DATA FOR THIS EXERCISE start

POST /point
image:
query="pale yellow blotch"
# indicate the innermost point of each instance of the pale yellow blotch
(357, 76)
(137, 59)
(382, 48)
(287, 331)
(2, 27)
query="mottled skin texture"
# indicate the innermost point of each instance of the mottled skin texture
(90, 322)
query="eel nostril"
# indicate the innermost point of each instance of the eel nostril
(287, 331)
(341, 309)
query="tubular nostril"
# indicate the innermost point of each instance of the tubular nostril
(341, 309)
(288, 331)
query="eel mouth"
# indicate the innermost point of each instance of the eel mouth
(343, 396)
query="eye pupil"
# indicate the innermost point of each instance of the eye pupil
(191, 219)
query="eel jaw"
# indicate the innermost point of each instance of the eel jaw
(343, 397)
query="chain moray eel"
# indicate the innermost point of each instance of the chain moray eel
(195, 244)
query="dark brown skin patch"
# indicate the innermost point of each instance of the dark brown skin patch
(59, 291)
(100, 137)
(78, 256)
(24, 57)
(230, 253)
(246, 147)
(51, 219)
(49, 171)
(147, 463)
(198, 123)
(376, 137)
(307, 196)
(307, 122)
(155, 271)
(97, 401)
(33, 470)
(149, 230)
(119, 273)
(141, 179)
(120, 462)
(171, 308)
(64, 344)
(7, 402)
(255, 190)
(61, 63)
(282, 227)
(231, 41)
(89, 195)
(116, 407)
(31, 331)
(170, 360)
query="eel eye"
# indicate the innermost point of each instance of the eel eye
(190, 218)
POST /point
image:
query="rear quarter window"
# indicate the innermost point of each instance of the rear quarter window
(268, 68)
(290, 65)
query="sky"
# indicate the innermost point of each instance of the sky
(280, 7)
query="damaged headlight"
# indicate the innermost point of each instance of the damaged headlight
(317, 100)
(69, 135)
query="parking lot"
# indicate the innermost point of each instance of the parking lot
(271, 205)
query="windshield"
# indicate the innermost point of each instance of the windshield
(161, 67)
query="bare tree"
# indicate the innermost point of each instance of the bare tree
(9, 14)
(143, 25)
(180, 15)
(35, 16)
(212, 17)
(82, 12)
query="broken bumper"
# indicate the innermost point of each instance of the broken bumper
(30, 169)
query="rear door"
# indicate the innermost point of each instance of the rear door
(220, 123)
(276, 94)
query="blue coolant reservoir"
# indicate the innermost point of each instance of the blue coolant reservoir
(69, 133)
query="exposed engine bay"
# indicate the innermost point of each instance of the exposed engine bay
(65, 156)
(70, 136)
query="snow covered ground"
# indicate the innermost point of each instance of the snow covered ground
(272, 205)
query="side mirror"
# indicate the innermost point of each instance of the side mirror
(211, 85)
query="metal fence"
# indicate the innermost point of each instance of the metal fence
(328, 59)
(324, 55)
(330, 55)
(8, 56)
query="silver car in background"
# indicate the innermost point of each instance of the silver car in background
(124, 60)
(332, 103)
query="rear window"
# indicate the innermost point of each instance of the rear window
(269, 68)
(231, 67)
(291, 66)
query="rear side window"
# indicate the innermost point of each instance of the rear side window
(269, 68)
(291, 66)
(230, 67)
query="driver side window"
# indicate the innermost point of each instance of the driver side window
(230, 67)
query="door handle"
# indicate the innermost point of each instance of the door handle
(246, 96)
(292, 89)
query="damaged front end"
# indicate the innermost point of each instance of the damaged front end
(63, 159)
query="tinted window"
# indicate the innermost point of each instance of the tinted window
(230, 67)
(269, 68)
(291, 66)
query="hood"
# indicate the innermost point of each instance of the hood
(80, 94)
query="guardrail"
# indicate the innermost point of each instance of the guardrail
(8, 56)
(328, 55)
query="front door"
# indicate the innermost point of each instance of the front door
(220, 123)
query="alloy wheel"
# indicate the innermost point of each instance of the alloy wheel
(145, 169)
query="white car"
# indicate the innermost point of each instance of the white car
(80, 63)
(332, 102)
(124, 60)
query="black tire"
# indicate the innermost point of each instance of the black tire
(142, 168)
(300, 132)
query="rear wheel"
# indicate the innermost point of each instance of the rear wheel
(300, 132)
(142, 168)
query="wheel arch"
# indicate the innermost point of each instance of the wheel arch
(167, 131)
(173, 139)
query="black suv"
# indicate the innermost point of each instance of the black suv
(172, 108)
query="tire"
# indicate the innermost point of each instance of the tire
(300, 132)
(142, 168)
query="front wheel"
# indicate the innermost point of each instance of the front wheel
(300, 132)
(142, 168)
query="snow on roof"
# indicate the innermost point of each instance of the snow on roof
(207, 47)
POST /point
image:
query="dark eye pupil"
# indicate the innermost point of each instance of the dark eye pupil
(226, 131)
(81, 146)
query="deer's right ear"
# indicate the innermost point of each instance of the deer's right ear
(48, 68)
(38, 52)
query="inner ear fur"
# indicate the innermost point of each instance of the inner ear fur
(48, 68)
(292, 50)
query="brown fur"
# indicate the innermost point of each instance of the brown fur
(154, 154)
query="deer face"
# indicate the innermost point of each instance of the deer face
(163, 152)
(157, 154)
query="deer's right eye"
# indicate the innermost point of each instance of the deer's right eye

DATA FOR THIS EXERCISE end

# [TASK GOAL]
Retype the data in full and match it exactly.

# [SOLVED EXERCISE]
POST /point
image:
query="pale yellow blotch"
# indicate the innermost point of each instance of the pale yellow blotch
(357, 76)
(137, 59)
(382, 48)
(287, 331)
(2, 27)
query="mottled skin texture"
# indicate the innermost point of each instance of the mottled skin texture
(90, 322)
query="eel nostril"
# indicate the innermost point of each instance of the eel nostril
(287, 331)
(341, 309)
query="tubular nostril"
# indicate the innermost point of each instance of the tubular nostril
(341, 309)
(288, 331)
query="eel mouth"
# indicate the innermost point of each instance of the eel mouth
(343, 396)
query="eye pupil"
# indicate the innermost point of each instance of the eye pupil
(191, 219)
query="eel jaw"
# indicate the innermost point of each instance of the eel jaw
(343, 397)
query="chain moray eel"
# indicate the innermost point of each instance of the chain moray eel
(195, 244)
query="dark brown skin patch"
# indicate the innermost point of each instance of the dark brown skin patch
(59, 291)
(100, 137)
(78, 256)
(24, 57)
(230, 253)
(246, 147)
(51, 219)
(49, 171)
(147, 463)
(198, 123)
(376, 137)
(307, 196)
(307, 122)
(155, 271)
(97, 401)
(33, 470)
(149, 230)
(119, 273)
(141, 179)
(120, 462)
(171, 308)
(64, 344)
(7, 402)
(255, 190)
(61, 63)
(282, 227)
(231, 41)
(89, 195)
(116, 407)
(31, 331)
(170, 360)
query="eel eye"
# indicate the innermost point of each instance of the eel eye
(190, 218)
POST /point
image:
query="rear quarter window"
# indicate the innermost point of each instance of the rear quarter window
(268, 68)
(290, 65)
query="sky"
# indicate the innermost point of each instance of the sky
(280, 7)
query="damaged headlight"
# indicate the innermost point of each instance of the damaged headlight
(317, 100)
(69, 135)
query="parking lot"
# indicate the innermost point of each instance of the parking lot
(271, 205)
query="windshield"
# indicate the innermost point of each instance of the windshield
(161, 67)
query="bare tree"
# indicate the innermost point of each instance of the bare tree
(9, 14)
(143, 25)
(180, 15)
(35, 16)
(212, 17)
(82, 12)
query="broken bumper"
# indicate the innermost point of each instance of the broken bumper
(30, 169)
query="rear door"
# indicate the innermost point of each instance of the rear door
(220, 123)
(276, 94)
query="blue coolant reservoir"
# indicate the innermost point of each instance of the blue coolant reservoir
(69, 133)
query="exposed engine bay"
# indicate the innermost point of each instance of the exposed engine bay
(65, 156)
(70, 136)
query="snow covered ground"
# indicate the innermost point of each instance of the snow covered ground
(272, 205)
query="side mirror"
# indicate the innermost point of each instance of the side mirror
(211, 85)
query="metal fence"
# indicate the innermost point of each instance of the metal fence
(328, 59)
(324, 55)
(330, 55)
(8, 56)
query="silver car in background"
# indicate the innermost point of each instance of the silver car in background
(124, 60)
(332, 103)
query="rear window"
# indicate the innermost point of each instance of the rear window
(269, 68)
(231, 67)
(291, 66)
query="rear side window"
# indicate the innermost point of each instance of the rear side window
(269, 68)
(291, 66)
(230, 67)
query="driver side window"
# indicate the innermost point of each instance of the driver side window
(230, 67)
query="door handle"
# indicate the innermost point of each instance of the door handle
(246, 96)
(292, 89)
query="damaged front end"
# indicate the innermost point of each instance of the damaged front end
(63, 159)
query="tinted window"
# indicate the innermost point of each instance of the tinted window
(230, 67)
(269, 68)
(291, 66)
query="hood"
# indicate the innermost point of each instance of the hood
(80, 94)
query="guardrail"
# indicate the innermost point of each instance of the guardrail
(8, 56)
(328, 55)
query="front door"
# indicate the innermost point of each instance of the front door
(220, 123)
query="alloy wheel"
# indicate the innermost point of each instance of the alloy wheel
(145, 169)
query="white car"
# indicate the innermost point of each instance of the white car
(80, 63)
(332, 102)
(124, 60)
query="black tire"
# indicate the innermost point of each instance of the black tire
(142, 168)
(300, 132)
query="rear wheel"
# indicate the innermost point of each instance of the rear wheel
(300, 132)
(142, 168)
query="wheel arch"
# indicate the innermost point of each instance of the wheel arch
(167, 131)
(173, 139)
query="black suv"
# indicate the innermost point of each instance of the black suv
(172, 108)
query="tire"
# indicate the innermost point of each instance of the tire
(300, 132)
(142, 168)
query="front wheel"
# indicate the innermost point of each instance of the front wheel
(300, 132)
(142, 168)
query="snow on roof"
# indicate the innermost point of each instance of the snow on roof
(207, 47)
POST /point
image:
query="dark eye pupil"
# indicate the innermost point of each instance of the dark eye pupil
(226, 131)
(81, 146)
query="deer's right ear"
# indicate the innermost point of each instance of the deer's right ear
(48, 68)
(38, 52)
query="inner ear fur"
# indicate the innermost point of each instance of the inner ear fur
(48, 68)
(292, 50)
query="brown fur"
# indicate the innermost point of each instance of the brown fur
(154, 154)
query="deer face"
# indicate the innermost point of each instance of the deer face
(163, 152)
(157, 154)
query="deer's right eye"
# indicate the innermost point of each instance of the deer's right eye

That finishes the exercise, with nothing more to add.